Material provided:
--------
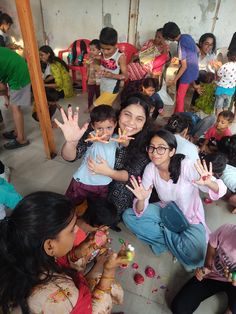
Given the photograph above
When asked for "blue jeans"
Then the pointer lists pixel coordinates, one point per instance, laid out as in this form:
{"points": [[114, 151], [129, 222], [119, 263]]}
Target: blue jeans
{"points": [[189, 246]]}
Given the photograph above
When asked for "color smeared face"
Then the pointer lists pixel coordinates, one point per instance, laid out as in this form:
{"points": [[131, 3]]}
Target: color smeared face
{"points": [[43, 56], [65, 239], [207, 45], [108, 50]]}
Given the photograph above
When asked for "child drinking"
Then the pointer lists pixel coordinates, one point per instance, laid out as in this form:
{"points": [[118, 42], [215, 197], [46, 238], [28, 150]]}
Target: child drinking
{"points": [[113, 67], [226, 84], [187, 54], [227, 173], [205, 101], [93, 66], [149, 88], [86, 183]]}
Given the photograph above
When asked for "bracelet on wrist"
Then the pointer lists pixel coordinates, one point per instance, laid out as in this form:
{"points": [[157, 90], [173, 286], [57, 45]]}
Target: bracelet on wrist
{"points": [[75, 141]]}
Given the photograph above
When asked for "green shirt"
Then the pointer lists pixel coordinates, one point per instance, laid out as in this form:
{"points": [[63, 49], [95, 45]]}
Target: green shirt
{"points": [[13, 69]]}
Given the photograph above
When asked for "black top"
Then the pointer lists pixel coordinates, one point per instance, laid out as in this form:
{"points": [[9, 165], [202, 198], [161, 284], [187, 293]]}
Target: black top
{"points": [[119, 194]]}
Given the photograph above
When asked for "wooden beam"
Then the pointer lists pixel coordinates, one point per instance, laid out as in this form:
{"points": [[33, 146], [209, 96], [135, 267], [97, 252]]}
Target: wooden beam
{"points": [[32, 57]]}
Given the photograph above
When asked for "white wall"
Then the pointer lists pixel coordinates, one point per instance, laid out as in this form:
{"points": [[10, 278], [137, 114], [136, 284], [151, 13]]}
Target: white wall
{"points": [[68, 20]]}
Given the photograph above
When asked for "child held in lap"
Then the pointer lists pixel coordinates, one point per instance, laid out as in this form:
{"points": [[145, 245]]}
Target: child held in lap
{"points": [[87, 181]]}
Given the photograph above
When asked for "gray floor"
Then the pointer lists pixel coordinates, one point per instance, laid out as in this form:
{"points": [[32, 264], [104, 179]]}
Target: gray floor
{"points": [[32, 171]]}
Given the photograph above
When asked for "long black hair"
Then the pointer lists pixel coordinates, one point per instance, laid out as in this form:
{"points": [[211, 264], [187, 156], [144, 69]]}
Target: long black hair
{"points": [[138, 145], [23, 260], [178, 122], [227, 146], [52, 58], [176, 159]]}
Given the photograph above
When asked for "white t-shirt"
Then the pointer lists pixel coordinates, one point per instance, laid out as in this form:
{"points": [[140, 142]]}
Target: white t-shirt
{"points": [[204, 63], [186, 147], [227, 74]]}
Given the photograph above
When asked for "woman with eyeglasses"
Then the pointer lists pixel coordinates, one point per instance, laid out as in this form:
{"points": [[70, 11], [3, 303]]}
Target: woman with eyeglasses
{"points": [[176, 179]]}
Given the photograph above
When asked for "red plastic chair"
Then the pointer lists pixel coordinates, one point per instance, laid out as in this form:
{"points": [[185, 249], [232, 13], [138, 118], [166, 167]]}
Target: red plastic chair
{"points": [[74, 67], [128, 49]]}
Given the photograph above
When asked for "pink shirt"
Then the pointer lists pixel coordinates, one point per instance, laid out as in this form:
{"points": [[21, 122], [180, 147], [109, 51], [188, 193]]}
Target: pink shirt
{"points": [[212, 132], [184, 193], [223, 240]]}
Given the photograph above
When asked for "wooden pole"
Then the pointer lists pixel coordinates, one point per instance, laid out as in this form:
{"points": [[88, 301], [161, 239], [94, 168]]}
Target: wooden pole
{"points": [[32, 57]]}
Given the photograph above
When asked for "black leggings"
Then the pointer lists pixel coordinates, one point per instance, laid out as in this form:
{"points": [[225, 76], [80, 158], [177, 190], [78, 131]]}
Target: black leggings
{"points": [[194, 292]]}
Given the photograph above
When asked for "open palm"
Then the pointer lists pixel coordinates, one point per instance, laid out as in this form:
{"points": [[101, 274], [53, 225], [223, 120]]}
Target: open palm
{"points": [[138, 190], [70, 128]]}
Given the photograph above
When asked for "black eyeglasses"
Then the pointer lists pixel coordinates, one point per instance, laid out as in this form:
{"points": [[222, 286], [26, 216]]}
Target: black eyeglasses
{"points": [[160, 150]]}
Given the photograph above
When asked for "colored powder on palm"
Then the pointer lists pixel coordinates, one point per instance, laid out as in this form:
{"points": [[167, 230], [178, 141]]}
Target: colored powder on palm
{"points": [[138, 279]]}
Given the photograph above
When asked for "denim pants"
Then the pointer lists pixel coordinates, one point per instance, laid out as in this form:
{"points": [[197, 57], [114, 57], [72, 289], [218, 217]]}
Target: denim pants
{"points": [[189, 246]]}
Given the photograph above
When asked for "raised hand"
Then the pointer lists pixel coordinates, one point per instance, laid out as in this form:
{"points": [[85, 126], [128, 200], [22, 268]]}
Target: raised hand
{"points": [[70, 128], [122, 138], [204, 172], [96, 138], [138, 189], [98, 167]]}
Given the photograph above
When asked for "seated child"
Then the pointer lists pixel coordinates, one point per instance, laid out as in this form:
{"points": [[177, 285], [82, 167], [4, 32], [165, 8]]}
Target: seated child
{"points": [[219, 130], [86, 183], [93, 67], [226, 84], [216, 275], [149, 88], [226, 173], [9, 198], [205, 102]]}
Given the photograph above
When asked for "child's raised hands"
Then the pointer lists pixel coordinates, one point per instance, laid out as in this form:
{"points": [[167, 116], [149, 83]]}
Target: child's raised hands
{"points": [[138, 190], [204, 172], [122, 138], [96, 138], [70, 128]]}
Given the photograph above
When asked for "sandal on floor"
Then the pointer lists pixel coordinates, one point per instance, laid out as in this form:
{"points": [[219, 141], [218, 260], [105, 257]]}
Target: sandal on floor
{"points": [[15, 144], [9, 135]]}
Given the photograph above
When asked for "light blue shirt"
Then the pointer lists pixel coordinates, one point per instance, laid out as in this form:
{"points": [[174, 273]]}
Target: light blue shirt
{"points": [[105, 151]]}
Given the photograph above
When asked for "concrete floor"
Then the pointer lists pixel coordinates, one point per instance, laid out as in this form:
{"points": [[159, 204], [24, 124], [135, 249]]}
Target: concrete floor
{"points": [[32, 171]]}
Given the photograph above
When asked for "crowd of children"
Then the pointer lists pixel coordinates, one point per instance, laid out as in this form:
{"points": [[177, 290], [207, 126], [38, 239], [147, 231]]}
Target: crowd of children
{"points": [[106, 143]]}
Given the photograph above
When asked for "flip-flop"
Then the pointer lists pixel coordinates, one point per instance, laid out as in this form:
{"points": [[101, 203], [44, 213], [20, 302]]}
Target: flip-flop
{"points": [[9, 135], [15, 144]]}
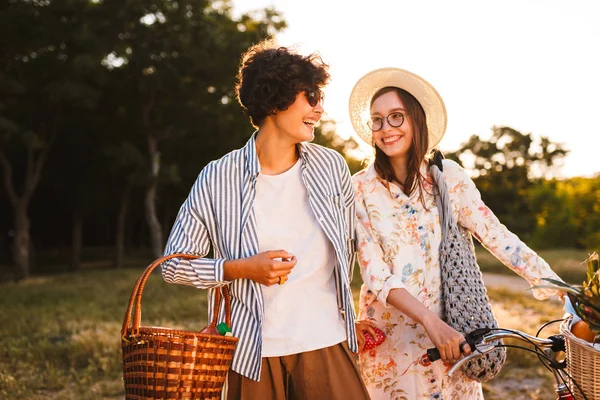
--------
Objective: Please return every line of the records above that holds the word "bracelet".

Exercise solution:
When asked for "bracelet on wrist"
Target: bracelet on wrist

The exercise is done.